Entries from a dataset:
^^^^^^^^

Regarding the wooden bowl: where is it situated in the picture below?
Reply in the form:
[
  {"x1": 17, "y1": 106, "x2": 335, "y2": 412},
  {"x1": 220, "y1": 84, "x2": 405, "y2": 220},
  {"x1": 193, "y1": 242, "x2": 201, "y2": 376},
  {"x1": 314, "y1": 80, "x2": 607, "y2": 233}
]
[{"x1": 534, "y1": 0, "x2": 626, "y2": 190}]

^^^^^^^^

Pull out every line of the entries above that contains the word "bowl".

Exercise answer:
Regarding the wooden bowl: where is it situated in the picture below?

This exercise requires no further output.